===== Data entries

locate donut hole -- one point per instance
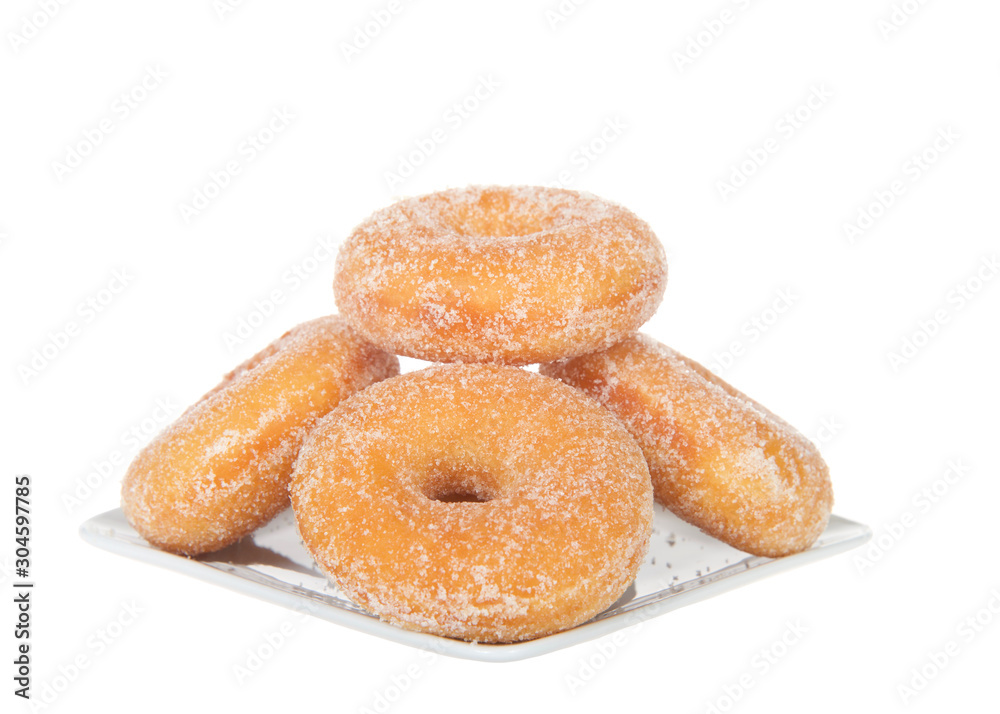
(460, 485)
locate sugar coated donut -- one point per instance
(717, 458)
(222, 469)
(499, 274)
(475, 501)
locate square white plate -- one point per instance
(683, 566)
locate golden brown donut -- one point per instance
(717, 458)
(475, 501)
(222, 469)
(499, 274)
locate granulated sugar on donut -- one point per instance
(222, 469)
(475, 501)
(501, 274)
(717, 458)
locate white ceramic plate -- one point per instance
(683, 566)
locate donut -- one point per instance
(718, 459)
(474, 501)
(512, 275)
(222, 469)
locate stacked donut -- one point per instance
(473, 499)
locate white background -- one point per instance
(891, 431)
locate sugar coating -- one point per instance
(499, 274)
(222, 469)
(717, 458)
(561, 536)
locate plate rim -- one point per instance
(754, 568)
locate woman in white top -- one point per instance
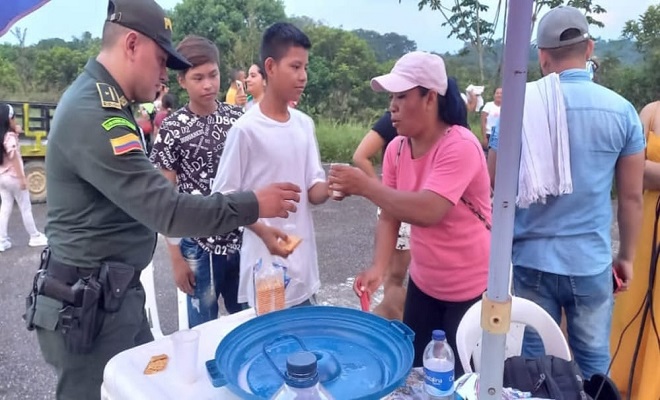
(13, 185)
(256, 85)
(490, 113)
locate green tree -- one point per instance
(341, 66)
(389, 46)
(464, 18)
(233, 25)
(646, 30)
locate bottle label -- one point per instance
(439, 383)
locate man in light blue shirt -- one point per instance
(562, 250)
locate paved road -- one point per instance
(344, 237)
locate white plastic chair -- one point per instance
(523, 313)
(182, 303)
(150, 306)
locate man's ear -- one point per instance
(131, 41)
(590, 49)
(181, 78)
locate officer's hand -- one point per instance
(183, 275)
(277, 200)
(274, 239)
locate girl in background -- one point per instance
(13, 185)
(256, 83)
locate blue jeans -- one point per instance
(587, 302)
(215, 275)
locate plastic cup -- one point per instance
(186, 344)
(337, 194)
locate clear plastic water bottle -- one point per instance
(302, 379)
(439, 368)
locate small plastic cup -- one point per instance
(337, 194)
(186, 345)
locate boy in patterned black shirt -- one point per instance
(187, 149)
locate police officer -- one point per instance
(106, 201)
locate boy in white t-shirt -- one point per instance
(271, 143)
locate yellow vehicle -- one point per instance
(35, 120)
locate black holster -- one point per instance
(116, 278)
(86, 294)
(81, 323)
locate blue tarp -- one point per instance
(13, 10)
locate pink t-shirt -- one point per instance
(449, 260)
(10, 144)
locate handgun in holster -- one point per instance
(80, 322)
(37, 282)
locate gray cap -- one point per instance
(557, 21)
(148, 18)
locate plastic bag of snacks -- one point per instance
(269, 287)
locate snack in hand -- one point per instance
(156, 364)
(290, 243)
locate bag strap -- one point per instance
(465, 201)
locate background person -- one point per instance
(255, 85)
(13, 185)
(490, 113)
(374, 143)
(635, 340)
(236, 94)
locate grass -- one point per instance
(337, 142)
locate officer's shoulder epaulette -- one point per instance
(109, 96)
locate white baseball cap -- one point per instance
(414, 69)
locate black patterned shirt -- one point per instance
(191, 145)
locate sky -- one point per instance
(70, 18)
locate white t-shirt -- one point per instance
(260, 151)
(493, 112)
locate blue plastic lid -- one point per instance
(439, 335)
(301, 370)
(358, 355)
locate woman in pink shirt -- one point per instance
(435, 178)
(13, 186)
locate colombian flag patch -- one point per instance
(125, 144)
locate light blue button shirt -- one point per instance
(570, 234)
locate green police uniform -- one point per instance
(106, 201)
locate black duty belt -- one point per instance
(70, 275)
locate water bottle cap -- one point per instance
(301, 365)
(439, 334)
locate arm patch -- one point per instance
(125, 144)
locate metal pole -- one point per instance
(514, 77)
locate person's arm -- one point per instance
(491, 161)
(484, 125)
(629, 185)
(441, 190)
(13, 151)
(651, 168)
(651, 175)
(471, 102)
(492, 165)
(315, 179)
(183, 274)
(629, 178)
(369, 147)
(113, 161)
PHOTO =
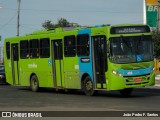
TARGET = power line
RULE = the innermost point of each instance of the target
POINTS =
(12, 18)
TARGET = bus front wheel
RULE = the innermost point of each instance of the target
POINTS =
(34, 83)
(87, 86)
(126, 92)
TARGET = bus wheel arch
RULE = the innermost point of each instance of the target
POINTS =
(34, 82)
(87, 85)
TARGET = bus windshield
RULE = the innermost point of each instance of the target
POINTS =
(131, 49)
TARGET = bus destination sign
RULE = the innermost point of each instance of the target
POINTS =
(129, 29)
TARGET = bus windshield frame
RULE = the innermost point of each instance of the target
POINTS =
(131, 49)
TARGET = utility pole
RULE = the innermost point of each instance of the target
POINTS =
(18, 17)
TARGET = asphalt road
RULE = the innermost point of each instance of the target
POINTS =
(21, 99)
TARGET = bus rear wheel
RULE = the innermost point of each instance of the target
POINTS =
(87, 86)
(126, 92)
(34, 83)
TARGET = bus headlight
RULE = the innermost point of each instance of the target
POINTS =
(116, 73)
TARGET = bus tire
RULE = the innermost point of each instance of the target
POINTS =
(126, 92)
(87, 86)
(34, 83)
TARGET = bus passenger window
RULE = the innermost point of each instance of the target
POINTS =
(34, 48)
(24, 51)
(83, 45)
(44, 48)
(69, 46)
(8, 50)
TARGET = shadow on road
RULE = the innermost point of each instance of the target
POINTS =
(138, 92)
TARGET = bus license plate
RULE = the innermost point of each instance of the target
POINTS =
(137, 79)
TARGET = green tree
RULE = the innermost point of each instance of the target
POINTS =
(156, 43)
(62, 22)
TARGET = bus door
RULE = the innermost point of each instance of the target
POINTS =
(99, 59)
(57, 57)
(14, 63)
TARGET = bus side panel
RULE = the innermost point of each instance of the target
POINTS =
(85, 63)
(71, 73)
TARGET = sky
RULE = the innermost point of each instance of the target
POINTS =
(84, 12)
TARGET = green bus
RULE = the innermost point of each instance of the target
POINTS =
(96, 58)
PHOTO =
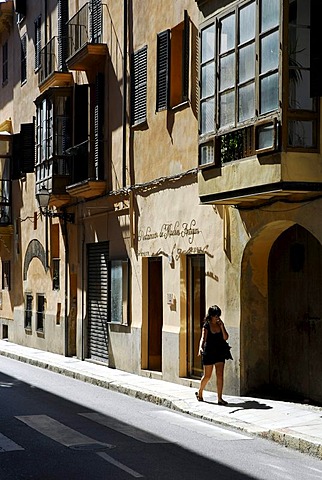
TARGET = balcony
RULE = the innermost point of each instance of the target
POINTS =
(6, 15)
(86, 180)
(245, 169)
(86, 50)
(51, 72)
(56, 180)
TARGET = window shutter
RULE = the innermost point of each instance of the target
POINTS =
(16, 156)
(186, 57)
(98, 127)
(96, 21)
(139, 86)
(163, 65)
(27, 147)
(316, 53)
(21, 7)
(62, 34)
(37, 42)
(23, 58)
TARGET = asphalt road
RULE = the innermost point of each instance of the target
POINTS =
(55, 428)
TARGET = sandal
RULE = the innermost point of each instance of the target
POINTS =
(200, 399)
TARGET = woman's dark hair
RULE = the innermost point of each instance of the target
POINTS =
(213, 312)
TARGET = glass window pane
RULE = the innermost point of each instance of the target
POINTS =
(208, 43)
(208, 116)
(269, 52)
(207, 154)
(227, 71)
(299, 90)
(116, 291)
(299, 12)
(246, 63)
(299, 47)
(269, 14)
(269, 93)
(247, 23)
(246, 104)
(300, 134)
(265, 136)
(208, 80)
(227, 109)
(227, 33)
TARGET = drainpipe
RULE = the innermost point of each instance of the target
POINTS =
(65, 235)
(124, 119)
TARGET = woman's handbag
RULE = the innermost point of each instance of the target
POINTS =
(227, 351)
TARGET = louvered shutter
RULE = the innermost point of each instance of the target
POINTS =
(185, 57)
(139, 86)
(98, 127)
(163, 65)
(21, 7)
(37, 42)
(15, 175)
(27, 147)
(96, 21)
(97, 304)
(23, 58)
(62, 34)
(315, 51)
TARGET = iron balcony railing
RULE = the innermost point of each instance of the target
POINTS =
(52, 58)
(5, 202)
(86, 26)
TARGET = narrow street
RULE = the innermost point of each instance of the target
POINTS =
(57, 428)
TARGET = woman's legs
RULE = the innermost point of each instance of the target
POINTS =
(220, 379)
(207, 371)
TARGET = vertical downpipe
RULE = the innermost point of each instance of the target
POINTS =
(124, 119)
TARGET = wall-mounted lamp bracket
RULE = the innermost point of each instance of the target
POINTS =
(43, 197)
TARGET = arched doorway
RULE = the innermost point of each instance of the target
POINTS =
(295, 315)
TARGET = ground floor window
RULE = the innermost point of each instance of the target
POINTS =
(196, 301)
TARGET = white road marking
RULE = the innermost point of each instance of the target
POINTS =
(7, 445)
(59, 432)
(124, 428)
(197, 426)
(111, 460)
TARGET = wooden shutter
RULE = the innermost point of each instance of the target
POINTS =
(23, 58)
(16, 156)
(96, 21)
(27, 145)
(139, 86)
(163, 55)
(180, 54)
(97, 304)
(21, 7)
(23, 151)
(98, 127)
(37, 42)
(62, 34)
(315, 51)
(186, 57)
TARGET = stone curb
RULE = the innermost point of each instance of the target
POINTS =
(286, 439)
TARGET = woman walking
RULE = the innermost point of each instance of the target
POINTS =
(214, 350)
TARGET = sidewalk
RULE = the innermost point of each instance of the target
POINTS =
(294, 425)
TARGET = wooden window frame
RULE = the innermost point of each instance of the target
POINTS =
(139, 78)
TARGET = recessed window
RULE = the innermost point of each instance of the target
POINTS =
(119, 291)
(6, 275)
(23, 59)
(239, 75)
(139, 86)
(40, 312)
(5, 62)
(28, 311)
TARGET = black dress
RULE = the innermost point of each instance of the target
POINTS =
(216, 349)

==========
===== Data entries

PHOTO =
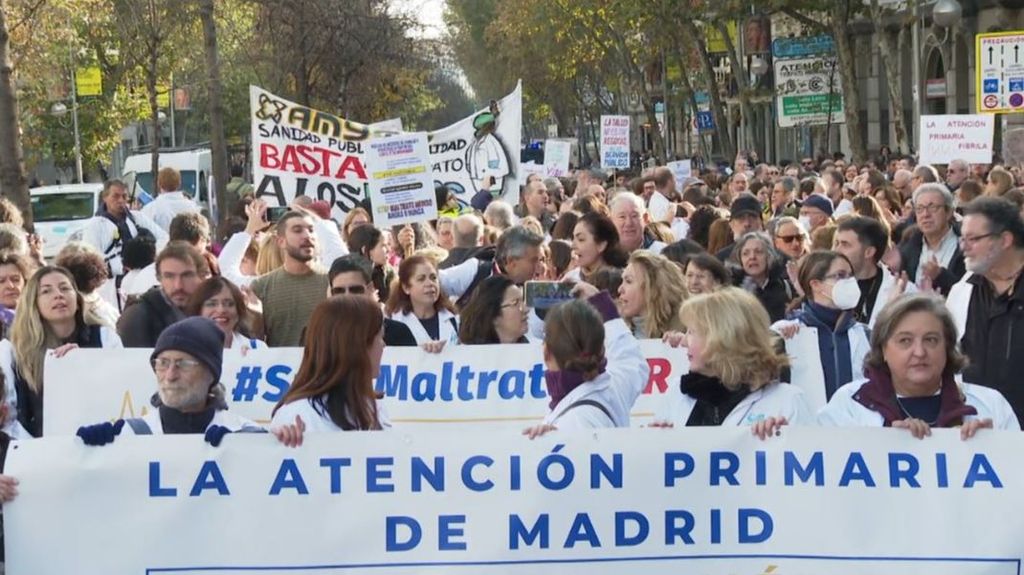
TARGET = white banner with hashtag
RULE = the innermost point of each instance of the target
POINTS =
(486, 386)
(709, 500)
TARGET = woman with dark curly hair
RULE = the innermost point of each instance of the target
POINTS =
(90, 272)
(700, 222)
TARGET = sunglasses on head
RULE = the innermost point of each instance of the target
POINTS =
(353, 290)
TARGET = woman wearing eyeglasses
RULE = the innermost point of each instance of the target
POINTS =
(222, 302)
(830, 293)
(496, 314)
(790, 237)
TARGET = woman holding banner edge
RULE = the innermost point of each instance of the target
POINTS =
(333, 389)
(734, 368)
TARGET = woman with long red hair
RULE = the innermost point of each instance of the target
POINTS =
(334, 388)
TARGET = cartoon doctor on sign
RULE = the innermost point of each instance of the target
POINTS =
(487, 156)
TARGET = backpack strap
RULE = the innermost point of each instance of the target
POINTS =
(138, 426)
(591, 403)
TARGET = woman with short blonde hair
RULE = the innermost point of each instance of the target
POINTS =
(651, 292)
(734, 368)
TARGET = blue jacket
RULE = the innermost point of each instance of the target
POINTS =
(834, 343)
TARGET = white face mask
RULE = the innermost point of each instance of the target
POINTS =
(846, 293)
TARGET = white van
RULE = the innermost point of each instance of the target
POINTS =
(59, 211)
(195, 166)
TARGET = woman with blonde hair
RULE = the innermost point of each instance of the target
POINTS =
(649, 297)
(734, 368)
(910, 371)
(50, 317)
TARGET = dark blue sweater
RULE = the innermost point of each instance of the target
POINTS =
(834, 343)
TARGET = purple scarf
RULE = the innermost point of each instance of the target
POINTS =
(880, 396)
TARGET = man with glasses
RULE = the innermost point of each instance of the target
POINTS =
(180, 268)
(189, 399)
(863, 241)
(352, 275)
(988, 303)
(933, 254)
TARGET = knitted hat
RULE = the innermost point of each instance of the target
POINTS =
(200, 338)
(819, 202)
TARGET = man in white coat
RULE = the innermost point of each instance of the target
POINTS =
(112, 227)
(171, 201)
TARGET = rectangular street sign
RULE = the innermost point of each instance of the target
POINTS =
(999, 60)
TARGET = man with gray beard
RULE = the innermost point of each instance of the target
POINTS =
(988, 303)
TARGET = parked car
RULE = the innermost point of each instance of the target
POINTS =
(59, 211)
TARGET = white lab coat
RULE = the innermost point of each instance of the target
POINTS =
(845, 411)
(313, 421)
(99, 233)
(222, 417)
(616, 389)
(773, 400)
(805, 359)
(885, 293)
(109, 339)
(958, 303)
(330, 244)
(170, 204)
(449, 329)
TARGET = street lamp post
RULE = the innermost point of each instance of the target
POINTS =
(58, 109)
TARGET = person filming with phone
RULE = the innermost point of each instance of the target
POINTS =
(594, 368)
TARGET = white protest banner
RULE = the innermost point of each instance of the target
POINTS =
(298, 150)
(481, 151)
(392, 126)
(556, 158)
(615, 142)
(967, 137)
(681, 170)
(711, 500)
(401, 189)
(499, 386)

==========
===== Data entries

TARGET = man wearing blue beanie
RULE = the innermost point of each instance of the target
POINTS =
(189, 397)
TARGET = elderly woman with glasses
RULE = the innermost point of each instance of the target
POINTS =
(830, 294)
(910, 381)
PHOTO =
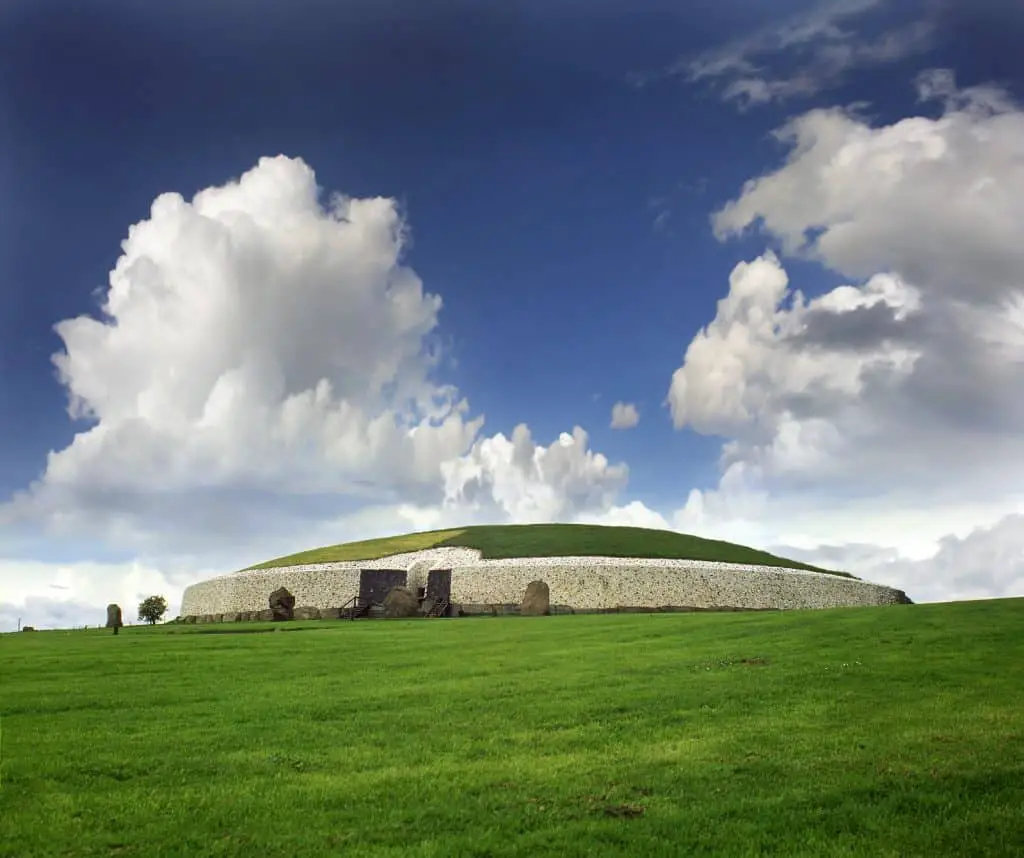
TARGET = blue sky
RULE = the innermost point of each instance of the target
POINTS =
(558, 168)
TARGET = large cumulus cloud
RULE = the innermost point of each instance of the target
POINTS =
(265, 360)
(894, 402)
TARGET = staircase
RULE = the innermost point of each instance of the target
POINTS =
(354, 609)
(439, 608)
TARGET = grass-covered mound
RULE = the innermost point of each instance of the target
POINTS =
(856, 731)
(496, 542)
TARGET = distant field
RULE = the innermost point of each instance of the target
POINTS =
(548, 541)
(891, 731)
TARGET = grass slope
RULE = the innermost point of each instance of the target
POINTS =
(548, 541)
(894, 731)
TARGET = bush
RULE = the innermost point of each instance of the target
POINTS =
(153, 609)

==========

*What this task involves*
List every line in the entries above that contains the word "person", copying each one in full.

*The solution*
locate background person -- one point per instance
locate person's arm -- one point per instance
TARGET = person filming with phone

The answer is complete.